→ **EXERCISE BRIEF**: Copy each entry as it stands, leaving nothing out.

→ **RECORDS TO PROCESS**:
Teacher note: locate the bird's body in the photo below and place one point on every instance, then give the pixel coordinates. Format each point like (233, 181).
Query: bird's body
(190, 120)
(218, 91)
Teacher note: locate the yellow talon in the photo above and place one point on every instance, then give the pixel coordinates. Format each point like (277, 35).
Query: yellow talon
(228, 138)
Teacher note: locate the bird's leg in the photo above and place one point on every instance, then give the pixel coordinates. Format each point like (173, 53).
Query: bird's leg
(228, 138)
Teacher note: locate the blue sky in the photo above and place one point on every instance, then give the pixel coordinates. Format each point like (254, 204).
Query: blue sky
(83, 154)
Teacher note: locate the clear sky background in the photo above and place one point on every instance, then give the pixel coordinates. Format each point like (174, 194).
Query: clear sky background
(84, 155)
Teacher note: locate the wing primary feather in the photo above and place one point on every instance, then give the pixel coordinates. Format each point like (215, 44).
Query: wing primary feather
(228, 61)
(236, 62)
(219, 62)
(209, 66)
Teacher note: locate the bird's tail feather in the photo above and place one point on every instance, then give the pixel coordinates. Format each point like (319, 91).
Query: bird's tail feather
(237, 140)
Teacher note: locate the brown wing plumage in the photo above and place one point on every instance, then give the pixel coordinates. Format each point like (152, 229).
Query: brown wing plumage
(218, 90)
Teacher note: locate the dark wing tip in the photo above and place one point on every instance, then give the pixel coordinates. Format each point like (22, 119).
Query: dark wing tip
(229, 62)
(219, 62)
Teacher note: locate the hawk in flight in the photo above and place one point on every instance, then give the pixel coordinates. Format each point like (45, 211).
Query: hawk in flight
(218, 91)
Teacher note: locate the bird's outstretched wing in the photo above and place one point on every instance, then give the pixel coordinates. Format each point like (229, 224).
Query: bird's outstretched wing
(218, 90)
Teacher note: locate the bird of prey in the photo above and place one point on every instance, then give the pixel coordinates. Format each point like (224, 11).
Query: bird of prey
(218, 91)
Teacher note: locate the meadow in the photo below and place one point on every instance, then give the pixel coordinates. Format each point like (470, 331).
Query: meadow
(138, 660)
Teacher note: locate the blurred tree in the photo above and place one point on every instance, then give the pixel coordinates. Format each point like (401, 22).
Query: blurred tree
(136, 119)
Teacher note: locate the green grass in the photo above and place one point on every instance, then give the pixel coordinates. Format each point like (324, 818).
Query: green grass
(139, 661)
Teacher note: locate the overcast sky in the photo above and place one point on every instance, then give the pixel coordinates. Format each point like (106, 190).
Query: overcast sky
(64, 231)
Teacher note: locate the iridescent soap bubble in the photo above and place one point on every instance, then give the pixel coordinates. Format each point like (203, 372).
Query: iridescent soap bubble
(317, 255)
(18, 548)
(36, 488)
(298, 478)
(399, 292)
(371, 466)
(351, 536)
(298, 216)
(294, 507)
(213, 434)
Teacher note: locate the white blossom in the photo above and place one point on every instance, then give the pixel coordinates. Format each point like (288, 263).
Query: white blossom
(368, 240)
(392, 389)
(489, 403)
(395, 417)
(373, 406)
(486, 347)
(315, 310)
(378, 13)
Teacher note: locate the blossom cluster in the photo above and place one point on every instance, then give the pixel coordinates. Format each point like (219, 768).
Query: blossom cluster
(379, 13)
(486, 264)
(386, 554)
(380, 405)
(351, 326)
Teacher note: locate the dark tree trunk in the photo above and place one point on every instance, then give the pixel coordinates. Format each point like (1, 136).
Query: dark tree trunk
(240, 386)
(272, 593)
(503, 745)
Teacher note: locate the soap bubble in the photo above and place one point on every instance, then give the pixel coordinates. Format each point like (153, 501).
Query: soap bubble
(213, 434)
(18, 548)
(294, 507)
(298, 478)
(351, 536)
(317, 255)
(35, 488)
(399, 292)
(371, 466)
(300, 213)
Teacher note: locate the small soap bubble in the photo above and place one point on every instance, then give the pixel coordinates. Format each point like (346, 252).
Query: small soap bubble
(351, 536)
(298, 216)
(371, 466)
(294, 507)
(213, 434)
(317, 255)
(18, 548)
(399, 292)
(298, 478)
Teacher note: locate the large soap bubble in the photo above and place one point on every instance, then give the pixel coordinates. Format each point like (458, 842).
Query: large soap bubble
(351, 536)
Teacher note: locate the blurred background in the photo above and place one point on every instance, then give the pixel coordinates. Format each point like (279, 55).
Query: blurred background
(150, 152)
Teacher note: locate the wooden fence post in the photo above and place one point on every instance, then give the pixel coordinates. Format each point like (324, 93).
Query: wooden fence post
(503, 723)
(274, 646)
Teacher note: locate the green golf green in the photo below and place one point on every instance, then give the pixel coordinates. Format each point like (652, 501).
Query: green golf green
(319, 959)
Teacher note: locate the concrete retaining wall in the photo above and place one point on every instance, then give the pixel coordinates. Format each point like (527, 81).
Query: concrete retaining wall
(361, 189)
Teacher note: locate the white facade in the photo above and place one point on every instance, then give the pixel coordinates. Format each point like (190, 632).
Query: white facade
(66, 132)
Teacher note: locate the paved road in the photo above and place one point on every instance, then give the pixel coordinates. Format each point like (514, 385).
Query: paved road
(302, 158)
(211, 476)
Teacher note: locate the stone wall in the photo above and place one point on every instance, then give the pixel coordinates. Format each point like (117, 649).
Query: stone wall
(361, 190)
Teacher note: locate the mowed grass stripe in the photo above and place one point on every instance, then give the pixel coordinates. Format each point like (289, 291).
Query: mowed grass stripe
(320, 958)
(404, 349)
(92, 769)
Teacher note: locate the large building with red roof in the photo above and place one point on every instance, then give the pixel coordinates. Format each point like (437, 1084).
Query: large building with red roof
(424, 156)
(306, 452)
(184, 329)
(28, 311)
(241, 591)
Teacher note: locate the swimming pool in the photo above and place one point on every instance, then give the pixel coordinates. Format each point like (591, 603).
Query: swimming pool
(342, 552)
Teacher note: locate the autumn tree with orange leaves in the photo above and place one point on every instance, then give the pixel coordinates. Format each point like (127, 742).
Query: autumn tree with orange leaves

→ **TASK RESULT**:
Teacher note: locate the bird's body in the photo below and place one point on every instance, then give the pixel coordinates. Format each point like (233, 181).
Query: bird's body
(190, 120)
(218, 91)
Teacher note: locate the yellow talon in the photo above and place one point on every instance, then give the pixel coordinates. Format each point like (277, 35).
Query: yellow talon
(228, 138)
Teacher note: locate the bird's leg in the photo above and place one point on every instance, then give the pixel coordinates. Format each point like (173, 53).
Query: bird's leg
(228, 138)
Teacher note: locate the blue sky in the photo above and place one point on every instance, then give the pixel coordinates. Format each point like (254, 204).
Query: blue sky
(83, 154)
Teacher note: locate the clear sky background in the photo above and place one point on every instance, then give the pixel coordinates. Format each point like (174, 194).
Query: clear sky background
(84, 155)
Teacher note: locate the wing primary feather in the photo above and place one point on every instance, then give the pixel coordinates. Format each point like (215, 44).
Query: wing primary feather
(228, 61)
(236, 62)
(219, 62)
(209, 66)
Teacher note: locate the bird's tail feather in the photo above and place one point on every instance, then give the pixel coordinates. Format each point like (319, 91).
Query: bird's tail feather
(237, 140)
Teacher note: locate the brown wing plumage in the photo above and place one point on every instance, then give the pixel coordinates. Format each point like (152, 229).
Query: brown wing plumage
(218, 90)
Teacher note: locate the dark wing tip in the photo above and place one point on every instance, then give the pixel coordinates. Format each point like (22, 119).
Query: dark wing tip
(229, 62)
(219, 62)
Teacher note: locate the hawk in flight in the photo above and place one point on every instance, then give the pixel coordinates. Format each point like (45, 211).
Query: hawk in flight
(218, 91)
Teacher note: locate the bird's outstretched wing in the photo above and place one point on every instance, then give the pixel coordinates. Format each point like (229, 224).
Query: bird's outstretched wing
(218, 90)
Teacher note: locate the bird of prey in the photo above and place one point on every instance, then give the pixel coordinates. Format each point like (224, 11).
Query: bird of prey
(218, 91)
Teacher note: locate the meadow in the photo below and place one point on every instance, then give the pixel coordinates. Format each point like (470, 331).
Query: meadow
(138, 660)
Teacher note: locate the blurred tree in the photo above and place one point on every instance, then give the pixel coordinates. Format each point like (401, 22).
Query: blurred tree
(136, 119)
Teacher note: locate the green grass in the photo above and place one point on every instance, then give the pixel coordinates. Format each point like (324, 818).
Query: green grass
(139, 661)
Teacher note: locate the overcast sky in the photo above and place one point on every instance, then give the pixel coordinates. Format each point like (106, 190).
Query: overcast sky
(64, 231)
Teacher note: locate the iridescent soap bubble in the photo above and place one point on every instance, then give the pixel coordinates. Format each point like (203, 372).
Query: iridescent soap bubble
(317, 255)
(18, 548)
(36, 488)
(298, 478)
(399, 292)
(371, 466)
(351, 536)
(298, 216)
(294, 507)
(213, 434)
Teacher note: locate the white blossom in the photo above and place one point on every instance, then give the pixel coordinates. Format each point like (288, 263).
Query: white blossom
(368, 240)
(392, 389)
(489, 403)
(395, 417)
(373, 406)
(486, 347)
(315, 310)
(378, 13)
Teacher note: locate the blossom cluster in the photo above and place one point on every instance, then give the pixel coordinates. Format each point like (219, 768).
Query: blossom cluster
(379, 13)
(486, 264)
(386, 554)
(380, 405)
(351, 326)
Teacher note: locate the dark tree trunk in the photo above and place one point on every instance, then give the pixel coordinates. Format each point like (1, 136).
Query: dark tree trunk
(240, 386)
(272, 593)
(503, 745)
Teacher note: locate the soap bubble in the photo above and place one point on every instance, then give the pixel coordinates. Format each point like (153, 501).
Query: soap bubble
(213, 434)
(18, 548)
(294, 507)
(298, 478)
(351, 536)
(317, 255)
(35, 488)
(399, 292)
(371, 466)
(300, 213)
Teacher note: locate the small soap bubble in the photo above and place one point on every instance, then give the pixel coordinates. Format each point like (346, 252).
Query: small soap bubble
(351, 536)
(298, 216)
(371, 466)
(294, 507)
(213, 434)
(317, 255)
(18, 548)
(399, 292)
(298, 478)
Teacher note: locate the large soap bubble in the photo above and place one point on every instance, then give the pixel coordinates. Format each point like (458, 842).
Query: large soap bubble
(351, 536)
Teacher note: locate the blurred background in the photo above and place one point on every instance, then give the pixel coordinates. Format each point like (279, 55).
Query: blurred background
(150, 152)
Teacher note: locate the wooden fence post in the photo above and place one point on every instance, then give the pixel coordinates. Format each point like (324, 93).
Query: wooden fence post
(503, 723)
(274, 646)
Teacher note: locate the green golf green in the photo below and place one point on every instance, then give the pixel coordinates. Format each point like (652, 501).
Query: green golf green
(319, 959)
Teacher note: locate the concrete retaining wall in the photo above and place one point on every instance, then give the pixel coordinates. Format each point like (527, 81).
Query: concrete retaining wall
(361, 189)
Teacher note: locate the white facade in the photo above and place one point on every instance, then give the pixel coordinates. Format each point like (190, 632).
Query: white facade
(66, 132)
Teacher note: locate the paved road in the photo above and place one point on every instance, then give the pixel coordinates. Format each point like (514, 385).
Query: paved road
(302, 158)
(211, 476)
Teacher note: locate the stone wall in the photo above and place one point on every instance, then give the pixel coordinates. Format each point like (117, 649).
Query: stone wall
(361, 190)
Teacher note: locate the mowed grass stripe in the photo above and place one point on every instance, then give the pixel coordinates. Format each point like (289, 291).
Query: mowed grass stripe
(320, 958)
(404, 349)
(92, 769)
Teacher note: locate the large building with red roof in the photo above and place one point on every instance, then give the pixel coordinates. Format each point like (437, 1084).
Query: large building with red roof
(424, 156)
(306, 452)
(184, 329)
(28, 311)
(241, 591)
Teacher note: locate the swimming pool in the photo above and place one point on every instance, then give the pixel coordinates. Format each point like (591, 603).
Query: swimming pool
(342, 552)
Teacher note: locate the autumn tree with orange leaves in the photo above and place one point on every instance, then give the pixel coordinates. Format each point like (127, 742).
Query: autumn tree with orange leaves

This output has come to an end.